* Selected excerpt:
☆ ☆ ☆ ☆ ☆ ☆ ☆
By Chris Wilks is a Partner at SA Law, www.salaw.com
As is often the case with new legislation, when the Bribery Bill was first published there were alarmist stories in the media announcing “the end of corporate hospitality”. I am pleased to say this scaremongering has now been shown to be nonsense. The Ministry of Justice has confirmed that bona fide hospitality, which is not excessive, unreasonable or unduly lavish, but simply seeks to improve the image of a business or foster friendly relations with customers and potential customers, is recognised as an important part of commerce. It is not the government’s intention to criminalise such behaviour.
That is not to say, however, that organisations can simply ignore the Act and it is crucial that directors understand the law, the impact a breach could have on their company’s reputation and, potentially, themselves as individuals, and what they can do to minimise the dangers.
First though, the boring bit.
The Bribery Act creates four offences which are:-
•Offering or giving a bribe.
•Requesting or receiving a bribe.
•Bribing a foreign public official.
•As a commercial organisation, failing to prevent bribery by a person associated with it and that could include not just employees, but could also extend to agents or intermediaries used by that business and its other business partners.
It is this fourth area which is causing most concern for businesses and directors, but the good news is that there is a defence available, provided the business has “adequate procedures” in place.
What does that mean?
Well clearly every case will be different and small organisations will have different challenges to those faced by multi-national enterprises, but there are some fundamental principles which apply across the board. Put simply, therefore, there should be:-
•A proper assessment of the bribery risks your business faces and a review of your current practices and those of the persons acting on behalf of your organisation.
•Proportionate procedures put in place to prevent bribery. These will vary from business to business depending on the risks you identify.
•Commitment at the highest level to those procedures and the anti-bribery programme.
•Communication of your procedures and proper training throughout the organisation.
•Ongoing monitoring and review of your procedures and practices.
To put it another way, simply having a paper compliance policy will not be enough; there has to be a real buy in by directors and senior managers and genuine implementation.
What are the risks if your procedures are not adequately robust?
Well clearly there is the danger of corporate prosecution and even the conviction and imprisonment of individual directors or senior staff who “turn a blind eye”. There is also the risk of being sanctioned by your professional body, being black listed and debarred from tendering, to say nothing of the impact on your reputation and the costs and resources involved in refuting allegations and protecting the integrity of your business. In addition any contract secured as a result of corrupt practices may well be unenforceable.
The Bribery Act comes into force in July and it would be as well if Boards started to consider the implications, and how they intend to respond, now.
☆ ☆ ☆ ☆ ☆ ☆ ☆
* Listed entries:
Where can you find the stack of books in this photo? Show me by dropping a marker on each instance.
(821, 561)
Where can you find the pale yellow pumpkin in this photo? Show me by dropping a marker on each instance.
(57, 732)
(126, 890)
☆ ☆ ☆ ☆ ☆ ☆ ☆
* Required action: Write out the passage from the article on the Bribery Act word for word, starting at "It is this fourth" and ending at "of your organisation.".

* Result for this exercise:
It is this fourth area which is causing most concern for businesses and directors, but the good news is that there is a defence available, provided the business has “adequate procedures” in place.
What does that mean?
Well clearly every case will be different and small organisations will have different challenges to those faced by multi-national enterprises, but there are some fundamental principles which apply across the board. Put simply, therefore, there should be:-
•A proper assessment of the bribery risks your business faces and a review of your current practices and those of the persons acting on behalf of your organisation.